Goal A:
Give the number of lines in the listing below that contain the string "mask", counting only matches with the same case. Reply with the number alone.

Selected text:
· · · · · · ·

07 November 2017 by Charlotte Fleck

Putting a lid on the LTIP jar - Read more

Government inaction will not halt criticism and reform of long-term incentive plans

It is easy to see why some coverage has suggested the government backed down from meaningful reform on executive pay.

Previous sweeping proposals for the abolition of long-term incentive plans (LTIPs), binding annual votes on executive pay, and mandatory worker-directors have been rejected in favour of tentative calls for more guidance and increased transparency.

However, the August green paper on corporate governance reform and the assorted responses contain much that boards should be aware of.

If nothing else, continued controversy and change seem likely, with many areas to be kept under review and greater amounts of guidance, secondary legislation and changes to the UK Corporate Governance Code to follow.

The concerns raised in the paper regarding LTIPs reflect those that have been brought up repeatedly over recent years. Some allege LTIPs fail to adequately align executive pay with long-term performance, that targets set are too narrow and too complexly, and that they encourage executives to hit bonus targets rather than increase long-term value.

There is a case for LTIPs, partly because no plausible alternative suitable for adoption on a broad scale has been proposed. LTIPs are starting to look like the worst form of incentive – apart from all the others.

Fixed salary and cash bonuses are part of every executive’s reward structure, but lack the long-term nature and inherent alignments with shareholder interests of share-based awards.

Market value share options reward executives who achieve growth in share price but, as the green paper comments, can reward poor performance unless subject to appropriate targets.

A market value threshold also means awards need to be granted over more shares to deliver the same value if targets are achieved – and if the share price rises substantially there can be a multiplicative effect and windfall gains.

Room to improve

In this context, a measured approach seems sensible. One concrete recommendation by the green paper is a move to a five-year holding period for share awards (including both vesting and the post-vesting holding period), which could be a pragmatic and easily-adopted way to increase awards’ longevity.

As a counterpoint, this is already the approach taken by a number of companies. Incremental positive change has much to be said for it, but if the package of guidance and recommendations suggested by the report fails to sufficiently change things, the paper leaves the possibility open for more dramatic reforms.

It is also interesting to note the green paper’s comparison to the seven-year deferral period now required for variable pay in the banking sector. If successful, elements of financial services’ stricter pay regulation could be copied elsewhere.

Uncertainty is, by definition, difficult to plan for. It is tempting to move towards more discretion in share plans, allowing maximum flexibility. However, this can have its own pitfalls.

Even a discretion stated in plan documents to be absolute will still be subject to an implied reasonableness term as to how it is exercised, and the less specific that rules are about the circumstances in which an executive will or will not receive value, the more scope there is for dispute.

As with the Investment Association’s report on executive pay last year (to which the green paper refers with approval), the government encourages more diversity in reward structures. How this will feed into practice is hard to say.

· · · · · · ·

Task inputs:
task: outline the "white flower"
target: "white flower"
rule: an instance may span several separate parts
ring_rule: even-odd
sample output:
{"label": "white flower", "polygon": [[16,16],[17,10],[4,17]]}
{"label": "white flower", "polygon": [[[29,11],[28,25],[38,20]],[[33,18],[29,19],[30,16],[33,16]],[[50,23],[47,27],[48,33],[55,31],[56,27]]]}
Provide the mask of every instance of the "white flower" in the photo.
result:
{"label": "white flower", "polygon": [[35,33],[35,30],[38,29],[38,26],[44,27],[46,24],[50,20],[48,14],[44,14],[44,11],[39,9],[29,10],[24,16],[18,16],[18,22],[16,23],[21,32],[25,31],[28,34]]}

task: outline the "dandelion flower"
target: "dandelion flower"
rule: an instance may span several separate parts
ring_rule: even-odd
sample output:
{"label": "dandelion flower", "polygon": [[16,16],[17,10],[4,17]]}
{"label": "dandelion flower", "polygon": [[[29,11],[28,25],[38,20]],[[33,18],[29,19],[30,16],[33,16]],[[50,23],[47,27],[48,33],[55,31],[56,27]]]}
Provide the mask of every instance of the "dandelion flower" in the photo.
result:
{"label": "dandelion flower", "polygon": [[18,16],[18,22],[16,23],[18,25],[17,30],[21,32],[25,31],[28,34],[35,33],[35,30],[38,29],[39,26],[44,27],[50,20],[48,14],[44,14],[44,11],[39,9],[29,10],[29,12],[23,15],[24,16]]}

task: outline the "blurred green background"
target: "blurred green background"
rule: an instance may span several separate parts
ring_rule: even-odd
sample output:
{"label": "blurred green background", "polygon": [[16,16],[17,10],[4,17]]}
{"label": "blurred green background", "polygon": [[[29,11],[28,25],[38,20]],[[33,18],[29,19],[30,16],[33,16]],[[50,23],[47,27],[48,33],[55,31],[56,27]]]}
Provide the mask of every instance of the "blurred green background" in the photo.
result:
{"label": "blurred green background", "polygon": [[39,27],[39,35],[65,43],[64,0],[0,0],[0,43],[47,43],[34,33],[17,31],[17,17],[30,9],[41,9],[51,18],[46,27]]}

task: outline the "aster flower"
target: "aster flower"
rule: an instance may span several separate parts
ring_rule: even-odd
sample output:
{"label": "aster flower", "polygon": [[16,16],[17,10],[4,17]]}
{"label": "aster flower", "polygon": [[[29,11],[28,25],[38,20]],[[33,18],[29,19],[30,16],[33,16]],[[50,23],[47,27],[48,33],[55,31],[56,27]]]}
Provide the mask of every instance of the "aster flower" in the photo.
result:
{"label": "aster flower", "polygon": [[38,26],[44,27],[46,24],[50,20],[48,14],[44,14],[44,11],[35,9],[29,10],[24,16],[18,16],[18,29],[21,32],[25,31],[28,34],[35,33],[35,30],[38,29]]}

· · · · · · ·

Goal B:
In the article on executive pay, what holding period for share awards does the green paper recommend?

Written reply A:
4

Written reply B:
A five-year holding period, covering both vesting and the post-vesting holding period.